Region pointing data

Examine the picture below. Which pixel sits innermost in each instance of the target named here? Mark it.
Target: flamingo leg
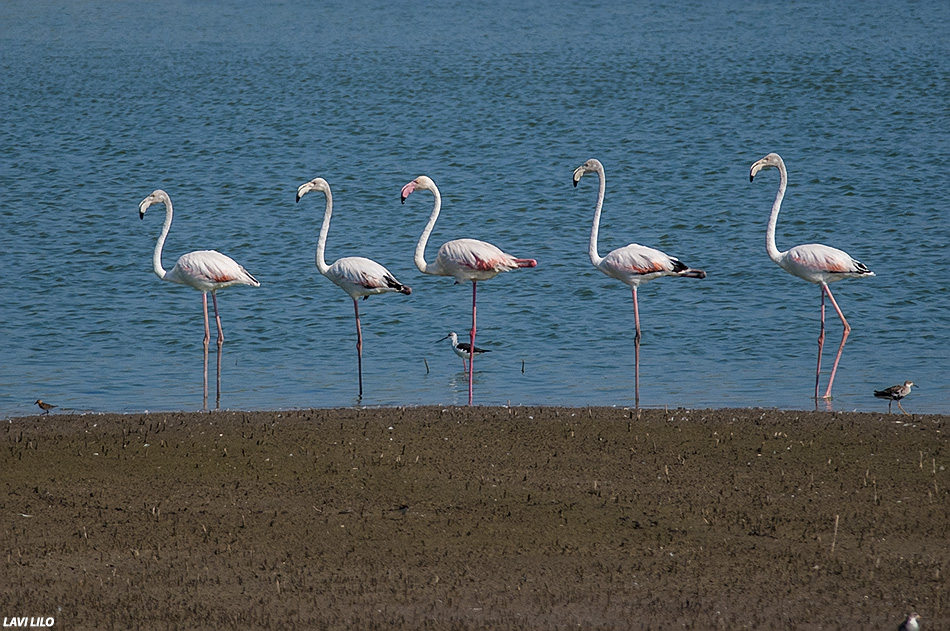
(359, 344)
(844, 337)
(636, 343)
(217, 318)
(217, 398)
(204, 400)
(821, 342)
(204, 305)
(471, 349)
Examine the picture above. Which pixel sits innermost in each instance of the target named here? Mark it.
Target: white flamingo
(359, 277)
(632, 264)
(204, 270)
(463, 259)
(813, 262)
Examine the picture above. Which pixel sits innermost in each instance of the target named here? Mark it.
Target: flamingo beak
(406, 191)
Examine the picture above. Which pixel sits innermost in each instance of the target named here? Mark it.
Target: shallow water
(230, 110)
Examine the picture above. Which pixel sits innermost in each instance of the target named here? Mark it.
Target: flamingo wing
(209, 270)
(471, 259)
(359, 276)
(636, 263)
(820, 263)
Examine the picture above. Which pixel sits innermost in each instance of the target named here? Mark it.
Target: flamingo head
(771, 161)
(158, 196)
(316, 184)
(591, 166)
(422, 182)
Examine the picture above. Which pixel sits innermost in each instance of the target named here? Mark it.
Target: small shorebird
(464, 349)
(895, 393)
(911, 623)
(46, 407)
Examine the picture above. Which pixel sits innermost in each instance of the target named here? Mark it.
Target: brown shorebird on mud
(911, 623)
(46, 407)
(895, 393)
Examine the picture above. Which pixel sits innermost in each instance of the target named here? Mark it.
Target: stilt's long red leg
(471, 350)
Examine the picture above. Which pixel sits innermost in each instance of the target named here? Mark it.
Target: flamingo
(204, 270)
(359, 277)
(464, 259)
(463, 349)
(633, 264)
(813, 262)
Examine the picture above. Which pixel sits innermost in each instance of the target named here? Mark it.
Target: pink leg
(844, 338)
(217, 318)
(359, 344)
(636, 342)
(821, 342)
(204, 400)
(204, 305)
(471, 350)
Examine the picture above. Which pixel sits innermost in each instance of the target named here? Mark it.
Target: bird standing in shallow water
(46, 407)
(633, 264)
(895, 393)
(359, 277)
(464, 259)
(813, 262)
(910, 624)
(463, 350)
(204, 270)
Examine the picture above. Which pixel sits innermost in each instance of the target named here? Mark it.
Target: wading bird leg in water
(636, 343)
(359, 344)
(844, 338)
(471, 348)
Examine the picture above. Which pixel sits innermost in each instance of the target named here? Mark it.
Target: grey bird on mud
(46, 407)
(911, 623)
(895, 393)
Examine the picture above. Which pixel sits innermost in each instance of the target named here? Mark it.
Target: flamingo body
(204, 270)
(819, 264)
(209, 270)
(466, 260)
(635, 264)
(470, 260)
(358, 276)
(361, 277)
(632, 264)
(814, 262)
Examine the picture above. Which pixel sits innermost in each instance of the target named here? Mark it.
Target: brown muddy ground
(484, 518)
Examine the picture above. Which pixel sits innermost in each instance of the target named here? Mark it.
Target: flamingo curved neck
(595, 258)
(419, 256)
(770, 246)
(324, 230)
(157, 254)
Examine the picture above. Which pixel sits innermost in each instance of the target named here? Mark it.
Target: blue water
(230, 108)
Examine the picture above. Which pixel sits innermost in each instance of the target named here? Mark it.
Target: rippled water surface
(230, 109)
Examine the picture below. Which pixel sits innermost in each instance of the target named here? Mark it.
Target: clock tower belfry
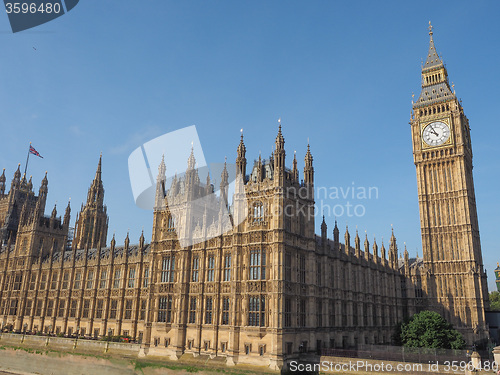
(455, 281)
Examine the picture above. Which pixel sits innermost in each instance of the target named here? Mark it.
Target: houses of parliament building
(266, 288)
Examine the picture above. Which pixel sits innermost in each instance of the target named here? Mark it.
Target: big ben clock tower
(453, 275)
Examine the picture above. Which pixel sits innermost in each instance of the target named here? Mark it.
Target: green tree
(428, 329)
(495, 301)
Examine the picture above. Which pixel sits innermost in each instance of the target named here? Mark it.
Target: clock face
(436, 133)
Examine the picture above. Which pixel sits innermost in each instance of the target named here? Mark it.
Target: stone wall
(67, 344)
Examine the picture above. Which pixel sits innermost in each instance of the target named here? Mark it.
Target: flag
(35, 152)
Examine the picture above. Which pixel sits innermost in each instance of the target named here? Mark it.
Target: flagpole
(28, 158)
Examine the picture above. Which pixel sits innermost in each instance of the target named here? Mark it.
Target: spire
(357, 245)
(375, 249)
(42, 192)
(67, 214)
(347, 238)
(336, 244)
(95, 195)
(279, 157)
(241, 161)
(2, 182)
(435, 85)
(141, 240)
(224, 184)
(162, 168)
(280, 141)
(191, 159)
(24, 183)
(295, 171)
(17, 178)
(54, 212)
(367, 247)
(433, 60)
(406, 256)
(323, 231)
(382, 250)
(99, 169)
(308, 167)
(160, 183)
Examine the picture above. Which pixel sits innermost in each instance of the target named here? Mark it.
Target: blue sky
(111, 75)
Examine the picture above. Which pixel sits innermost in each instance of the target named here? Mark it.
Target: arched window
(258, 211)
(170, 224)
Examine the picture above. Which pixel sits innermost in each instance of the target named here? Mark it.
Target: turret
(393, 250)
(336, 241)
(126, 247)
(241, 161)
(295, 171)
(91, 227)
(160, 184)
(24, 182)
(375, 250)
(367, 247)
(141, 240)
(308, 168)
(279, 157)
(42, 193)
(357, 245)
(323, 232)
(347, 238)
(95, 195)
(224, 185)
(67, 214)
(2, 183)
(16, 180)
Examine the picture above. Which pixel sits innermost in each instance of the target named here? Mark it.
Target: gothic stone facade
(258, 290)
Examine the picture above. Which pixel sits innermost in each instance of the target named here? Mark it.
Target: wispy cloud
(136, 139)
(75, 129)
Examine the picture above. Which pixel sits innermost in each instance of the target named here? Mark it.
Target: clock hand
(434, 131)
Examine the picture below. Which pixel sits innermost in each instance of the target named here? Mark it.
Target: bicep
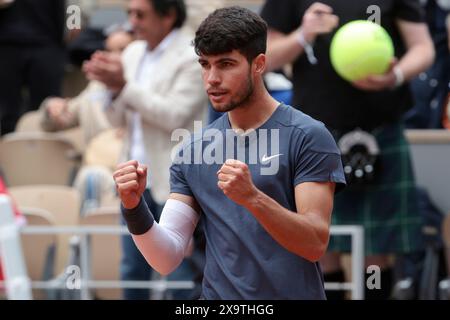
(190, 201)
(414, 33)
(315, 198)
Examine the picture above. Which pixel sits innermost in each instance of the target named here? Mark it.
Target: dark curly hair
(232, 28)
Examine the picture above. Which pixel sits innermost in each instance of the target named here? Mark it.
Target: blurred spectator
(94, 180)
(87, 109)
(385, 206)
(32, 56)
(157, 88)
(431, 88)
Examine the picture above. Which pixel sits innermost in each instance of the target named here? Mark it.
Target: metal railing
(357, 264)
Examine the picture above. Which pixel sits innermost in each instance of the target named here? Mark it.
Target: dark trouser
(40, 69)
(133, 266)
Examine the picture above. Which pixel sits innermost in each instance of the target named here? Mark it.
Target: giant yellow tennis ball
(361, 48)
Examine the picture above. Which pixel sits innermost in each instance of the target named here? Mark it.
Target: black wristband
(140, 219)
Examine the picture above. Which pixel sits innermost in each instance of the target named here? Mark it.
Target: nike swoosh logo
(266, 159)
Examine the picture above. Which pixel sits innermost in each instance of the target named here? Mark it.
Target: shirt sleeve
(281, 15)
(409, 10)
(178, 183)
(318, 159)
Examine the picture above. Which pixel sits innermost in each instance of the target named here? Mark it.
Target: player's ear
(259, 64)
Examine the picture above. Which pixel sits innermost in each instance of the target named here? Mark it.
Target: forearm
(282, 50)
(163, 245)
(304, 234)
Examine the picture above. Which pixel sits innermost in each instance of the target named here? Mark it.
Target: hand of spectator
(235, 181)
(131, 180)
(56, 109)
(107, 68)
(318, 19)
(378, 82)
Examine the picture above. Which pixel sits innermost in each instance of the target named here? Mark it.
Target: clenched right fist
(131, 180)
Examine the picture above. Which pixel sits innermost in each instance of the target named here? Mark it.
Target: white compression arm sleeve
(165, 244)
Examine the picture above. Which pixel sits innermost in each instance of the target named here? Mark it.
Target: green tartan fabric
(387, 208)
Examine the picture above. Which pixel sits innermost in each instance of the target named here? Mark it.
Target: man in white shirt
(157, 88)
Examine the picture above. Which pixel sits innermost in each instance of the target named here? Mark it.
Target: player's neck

TASK INSTRUCTIONS: What the reply must contain is an exact transcription of the data above and none of its pictures.

RESULT FOR THIS TASK:
Examine the picture below. Which pixel sits innermost in each instance of the target named here? Mark it.
Target: flamingo leg
(359, 344)
(844, 337)
(636, 343)
(217, 318)
(217, 398)
(204, 400)
(821, 342)
(204, 305)
(471, 349)
Examine the picture above. Which pixel sits innermost in each instance of the target named here? Mark it.
Target: white flamingo
(359, 277)
(632, 264)
(204, 270)
(463, 259)
(813, 262)
Examine the picture above. Which pixel sits innermost in each instance of the target named here? Mark it.
Target: flamingo beak
(406, 191)
Examine the picture above. Which pixel sits innermost in each instance of the target named here? Mark it.
Target: shallow water
(230, 110)
Examine the picture above. Which pixel sits innermost in each instance of the target named here? Mark it.
Target: flamingo wing
(209, 270)
(471, 259)
(359, 276)
(636, 263)
(820, 263)
Examine the picture above. Which pixel sits innermost in each instance of the target named here? Mark it.
Target: flamingo head
(771, 161)
(158, 196)
(316, 184)
(591, 166)
(422, 182)
Examine the picture above. Which pixel sits innermost in each instance of the target named here? Mark it.
Target: small shorebird
(464, 349)
(895, 393)
(911, 623)
(46, 407)
Examine the picture above. Which pixel sits innermost in each instance of the target named here? Mark it.
Target: brown shorebird on mud
(911, 623)
(46, 407)
(895, 393)
Examine the picture above. Which pixel sits innermost in each instance of the target named here? Mark it.
Target: stilt's long red leg
(471, 350)
Examine the picture above. Which pixel sits innermost in each instance of the target named here? Mark it.
Target: flamingo
(204, 270)
(359, 277)
(464, 259)
(463, 349)
(633, 264)
(813, 262)
Examine the picture above. Which pixel sits innermost in each instance of the target named here? Mark it.
Target: pink leg
(844, 338)
(217, 318)
(359, 344)
(636, 342)
(821, 342)
(204, 400)
(204, 305)
(471, 350)
Examine the picture above. Which pixel sits innermost in each instance of the target named here? Mark it.
Target: bird standing in shallow water
(46, 407)
(633, 264)
(895, 393)
(359, 277)
(464, 259)
(813, 262)
(910, 624)
(463, 350)
(204, 270)
Examine the picture above. Which pixel sits innermost in each instance of the target named here? Mark it.
Target: wading bird leg in water
(636, 343)
(359, 344)
(844, 338)
(471, 348)
Examine the picture above. Which pixel sits innermost in each instance of the target named here? Mark it.
Target: grey bird on mud
(46, 407)
(911, 623)
(895, 393)
Examine the picture above. Which pixel sits innermost in each instance of the target named here? Mark it.
Target: flamingo body
(204, 270)
(819, 264)
(209, 270)
(466, 260)
(635, 264)
(470, 260)
(358, 276)
(361, 277)
(632, 264)
(814, 262)
Examine the picture above. Which pixel sits innermost in each instance of the target named here? Mark it.
Target: brown muddy ground
(484, 518)
Examine the picture above. Which pixel sits innermost in each instance of the target named here? Mark it.
Target: flamingo curved neck
(595, 258)
(419, 256)
(770, 246)
(324, 230)
(157, 254)
Examine the picture above. Which pixel sits innermost in each instance of the target named here? Mark it.
Target: blue water
(230, 108)
Examine the picture above. Which pixel sits innermost in each instance of the target named here? Mark it.
Target: rippled water surface
(230, 109)
Examine the picture below. Which pixel sits innermost in each instance of the target named here? Mark it.
Target: clock tower belfry
(455, 281)
Examine the picture above. Which pixel sits innermost in each instance of the target named here? Mark it.
Target: houses of parliament building
(266, 288)
Examine the picture above. Which pixel sits innermost in each instance of the target named here? Mark it.
Target: big ben clock tower
(453, 275)
Examine the picture above. Which pixel sits innermost in each instance of the target named here? Mark it.
Target: green tree
(428, 329)
(495, 301)
Examine the picture above. Which pixel sits innermost in each instance of the target named here? Mark it.
Target: clock face
(436, 133)
Examine the picture above. Which pixel sits innermost in each instance of the target named here? Mark it.
Target: stone wall
(67, 344)
Examine the picture above. Which pixel sits innermost in each instance of the target named here? Mark it.
Target: flag
(35, 152)
Examine the picture above. Which pixel sits innermost in each instance of the target named here? Mark it.
Target: flagpole
(28, 158)
Examine the picture above. Which pixel sits innermost in each instance of the target named here? Mark it.
Target: spire
(357, 245)
(375, 249)
(42, 192)
(67, 214)
(347, 238)
(336, 244)
(95, 195)
(279, 157)
(241, 161)
(2, 182)
(435, 85)
(141, 240)
(224, 184)
(162, 168)
(280, 141)
(191, 159)
(24, 183)
(295, 171)
(17, 178)
(54, 212)
(367, 247)
(433, 60)
(406, 256)
(323, 231)
(382, 250)
(99, 169)
(308, 167)
(160, 183)
Examine the picture above. Which pixel sits innermost in each instance of the target named here? Mark it.
Target: blue sky
(111, 75)
Examine the picture above. Which pixel sits innermost in each instance of the target named here? Mark it.
Target: arched window
(258, 211)
(170, 224)
Examine the picture above. Which pixel sits innermost in each instance of the target named here? Mark it.
Target: turret
(393, 250)
(336, 241)
(126, 247)
(241, 161)
(295, 171)
(91, 227)
(160, 184)
(24, 182)
(375, 250)
(367, 247)
(141, 240)
(308, 168)
(279, 157)
(42, 193)
(357, 245)
(323, 232)
(347, 238)
(95, 195)
(224, 185)
(67, 214)
(2, 183)
(16, 180)
Examine the picture above. Which pixel sits innermost in each instance of the target named here? Mark it.
Target: gothic stone facade
(258, 290)
Examine the picture above. Which pixel sits innermost in each instance of the target named here? Mark it.
Target: wispy cloud
(136, 139)
(75, 129)
Examine the picture above. Which pixel sits innermost in each instance of the target named here? Mark it.
Target: clock hand
(434, 131)
Examine the picture below. Which pixel sits innermost in each instance of the target named here? Mark it.
Target: bicep
(190, 201)
(414, 33)
(315, 198)
Examine the picture above. Which pixel sits innermost in each instance of the target named here? Mark it.
Target: dark curly hair
(232, 28)
Examine the picture above. Which pixel sits innermost in each instance of the target named here? Mark it.
Target: blurred spectator
(94, 180)
(87, 109)
(385, 206)
(32, 56)
(157, 88)
(431, 88)
Examine the picture above. Which pixel sits innermost in each instance of the target named here? Mark it.
Target: metal railing
(357, 264)
Examine the picture above. Which pixel sits innermost in each instance of the target named here? Mark it.
Target: dark trouser
(40, 69)
(133, 266)
Examine the picture above. Which pixel sits innermost in each instance of the target named here? Mark it.
Target: giant yellow tennis ball
(361, 48)
Examine the picture above. Which pixel sits innermost in each instance of the target named here? Mark it.
Target: black wristband
(140, 219)
Examine the picture above. Which pixel sits innermost in each instance of the target named here? Mark it.
Target: nike swoosh logo
(266, 159)
Examine the picture above. Which pixel sits innermost in each instance of the target named here? Mark it.
Target: shirt sleeve
(281, 15)
(409, 10)
(178, 183)
(318, 159)
Examine the picture above. Which pixel sits innermost in each instance of the target named here? Mark it.
Target: player's ear
(259, 64)
Examine the picture above. Which pixel sits innermost in each instance of the target named here? Mark it.
Target: forearm
(282, 50)
(163, 245)
(304, 234)
Examine the picture above. Which pixel sits innermost in each instance of the target named here? Mark it.
Target: hand of spectator
(235, 181)
(131, 180)
(56, 109)
(107, 68)
(318, 19)
(378, 82)
Examine the picture above. Which pixel sits innermost in each instance of the target named here? Mark it.
Target: clenched right fist
(131, 180)
Examine the picture above. Which pixel sits innermost in each instance of the target named here? Mark it.
Target: white compression arm sleeve
(165, 244)
Examine the picture above. Which pixel sits innermost in each instance of the target named here? Mark it.
Target: green tartan fabric
(387, 208)
Examine the picture above. Which pixel sits innermost in each instance of the target named here? Mark it.
Target: man in white shirt
(157, 88)
Examine the picture above. Which pixel sits innermost in each instance of the target named here? Mark it.
Target: player's neck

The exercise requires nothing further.